++++ Information ++++

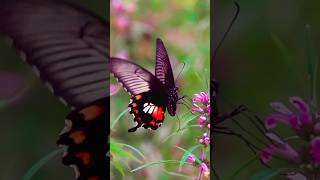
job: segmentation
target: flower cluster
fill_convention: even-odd
[[[198,142],[200,144],[203,144],[206,148],[210,145],[210,98],[208,93],[200,92],[194,95],[192,102],[193,106],[191,108],[191,112],[192,114],[199,115],[197,123],[199,127],[203,128],[205,131],[198,139]],[[187,161],[192,162],[194,165],[199,167],[200,175],[198,179],[200,179],[202,175],[206,178],[210,177],[210,170],[207,163],[205,162],[205,152],[202,152],[200,162],[196,161],[196,158],[193,154],[190,154],[188,156]]]
[[[198,113],[200,116],[198,118],[198,124],[200,127],[210,128],[210,98],[208,93],[200,92],[194,95],[192,99],[193,107],[191,112],[193,114]]]
[[[115,17],[115,27],[124,31],[130,26],[130,15],[136,12],[135,1],[112,0],[111,10]]]
[[[273,129],[278,124],[286,124],[295,133],[293,137],[300,140],[302,145],[294,147],[288,142],[290,138],[280,138],[269,132],[266,137],[272,143],[262,149],[260,159],[268,163],[272,157],[279,157],[297,165],[305,176],[312,176],[320,167],[320,119],[301,98],[291,97],[290,103],[295,107],[295,112],[282,103],[271,103],[275,112],[265,118],[265,127]],[[296,172],[290,173],[288,176]],[[301,173],[298,175],[302,176]]]
[[[196,158],[195,158],[195,156],[194,156],[193,154],[190,154],[190,155],[188,156],[187,161],[188,161],[188,162],[191,162],[191,163],[193,163],[193,164],[197,164],[197,163],[196,163]],[[210,169],[209,169],[209,167],[207,166],[207,164],[204,163],[204,162],[202,162],[202,163],[199,164],[199,172],[200,172],[201,174],[203,174],[204,177],[206,177],[206,178],[208,178],[208,177],[210,176]]]

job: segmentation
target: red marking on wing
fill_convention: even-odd
[[[149,124],[152,125],[152,126],[156,126],[154,120],[151,120]]]
[[[157,120],[163,120],[163,110],[162,110],[162,108],[161,107],[158,107],[158,113],[157,113],[157,117],[156,117],[156,119]]]
[[[139,100],[139,99],[142,98],[142,95],[140,95],[140,94],[139,94],[139,95],[136,95],[135,98],[136,98],[136,100]]]
[[[79,152],[76,157],[81,158],[83,164],[86,166],[90,163],[90,154],[88,152]]]
[[[131,106],[132,107],[137,107],[137,103],[132,103]]]
[[[80,130],[71,133],[69,137],[73,139],[74,143],[76,144],[81,144],[86,139],[86,135]]]

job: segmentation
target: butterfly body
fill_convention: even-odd
[[[143,67],[124,59],[111,58],[111,72],[132,96],[130,113],[136,126],[156,130],[164,120],[168,109],[171,116],[176,114],[178,88],[175,86],[169,57],[163,42],[157,39],[155,75]]]

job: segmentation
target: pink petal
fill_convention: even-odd
[[[316,165],[320,165],[320,137],[312,139],[309,150],[313,161]]]
[[[267,146],[264,149],[261,150],[260,152],[260,159],[261,161],[266,164],[272,159],[272,147]]]
[[[272,146],[273,155],[283,157],[290,162],[297,163],[301,161],[299,153],[279,136],[274,133],[266,133],[265,135],[274,143]]]
[[[288,180],[307,180],[307,177],[301,173],[290,172],[287,173]]]
[[[294,114],[278,114],[274,113],[265,118],[265,126],[267,129],[274,128],[277,124],[288,124],[294,129],[299,128],[298,117]]]
[[[299,97],[291,97],[290,102],[294,105],[299,111],[299,120],[300,123],[303,125],[310,125],[312,124],[312,115],[310,112],[310,107],[307,103],[305,103]]]
[[[280,102],[273,102],[271,103],[271,107],[273,110],[282,113],[282,114],[292,114],[292,112],[282,103]]]
[[[115,84],[110,84],[110,96],[117,94],[120,90],[120,87]]]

++++

What you are asked to do: Where a picture appears in the data, omit it; restate the rest word for word.

Result of the task:
job: segmentation
target: flower cluster
fill_convention: even-odd
[[[198,142],[200,144],[203,144],[206,148],[210,145],[210,98],[208,93],[200,92],[194,95],[192,102],[193,106],[191,108],[191,112],[192,114],[199,115],[197,123],[199,127],[203,128],[205,131],[198,139]],[[187,161],[192,162],[194,165],[199,167],[200,175],[198,179],[200,179],[202,175],[206,178],[210,177],[210,170],[207,163],[205,162],[205,152],[202,152],[200,162],[196,161],[196,158],[193,154],[190,154],[188,156]]]
[[[198,113],[200,116],[198,118],[198,124],[200,127],[210,128],[210,98],[208,93],[200,92],[194,95],[192,99],[193,107],[191,112],[193,114]]]
[[[115,17],[115,27],[124,31],[130,26],[130,15],[136,12],[135,1],[112,0],[111,10]]]
[[[273,129],[278,124],[286,124],[295,133],[293,137],[300,140],[302,145],[294,147],[288,142],[290,138],[280,138],[269,132],[266,137],[272,143],[262,149],[260,159],[268,163],[272,157],[279,157],[297,165],[305,176],[312,176],[320,167],[320,119],[301,98],[291,97],[290,103],[295,107],[295,112],[282,103],[271,103],[275,112],[265,118],[265,127]],[[296,172],[290,173],[288,176]],[[301,173],[298,175],[302,176]]]
[[[196,158],[195,158],[195,156],[194,156],[193,154],[190,154],[190,155],[188,156],[187,161],[188,161],[188,162],[191,162],[191,163],[193,163],[193,164],[197,164],[197,163],[196,163]],[[210,169],[209,169],[209,167],[207,166],[207,164],[204,163],[204,162],[202,162],[202,163],[199,164],[199,172],[200,172],[201,174],[203,174],[204,177],[206,177],[206,178],[208,178],[208,177],[210,176]]]

job: segmentation
target: red marking on wing
fill_convention: even-odd
[[[149,124],[152,125],[152,126],[156,126],[154,120],[151,120]]]
[[[157,120],[163,120],[163,110],[162,110],[162,108],[161,107],[158,107],[158,113],[157,113],[157,117],[156,117],[156,119]]]
[[[139,100],[139,99],[142,98],[142,95],[140,95],[140,94],[139,94],[139,95],[136,95],[135,98],[136,98],[136,100]]]
[[[79,152],[76,157],[81,158],[83,164],[86,166],[90,163],[90,154],[88,152]]]
[[[131,106],[132,107],[137,107],[137,103],[132,103]]]
[[[80,130],[71,133],[69,137],[73,139],[74,143],[76,144],[81,144],[86,139],[86,135]]]

job: segmentation
target: butterfly body
fill_convention: even-odd
[[[143,67],[124,59],[111,58],[111,72],[132,96],[130,113],[136,126],[156,130],[164,120],[168,109],[171,116],[176,114],[178,88],[175,86],[169,57],[163,42],[157,39],[155,75]]]

job: segmentation
target: pink petal
fill_convention: even-odd
[[[316,165],[320,165],[320,137],[312,139],[309,150],[313,161]]]
[[[267,146],[264,149],[261,150],[260,152],[260,159],[261,161],[266,164],[272,159],[272,147]]]
[[[272,146],[273,155],[283,157],[290,162],[297,163],[301,161],[299,153],[279,136],[274,133],[266,133],[265,135],[274,143]]]
[[[288,180],[307,180],[307,177],[301,173],[290,172],[287,173]]]
[[[294,114],[278,114],[274,113],[265,118],[265,126],[267,129],[274,128],[277,124],[288,124],[294,129],[299,128],[298,117]]]
[[[299,97],[291,97],[290,102],[294,105],[299,111],[299,120],[300,123],[303,125],[310,125],[312,124],[312,115],[310,112],[310,107],[307,103],[305,103]]]
[[[280,102],[273,102],[271,103],[271,107],[273,110],[282,113],[282,114],[292,114],[292,112],[282,103]]]
[[[115,84],[110,84],[110,96],[117,94],[120,90],[120,87]]]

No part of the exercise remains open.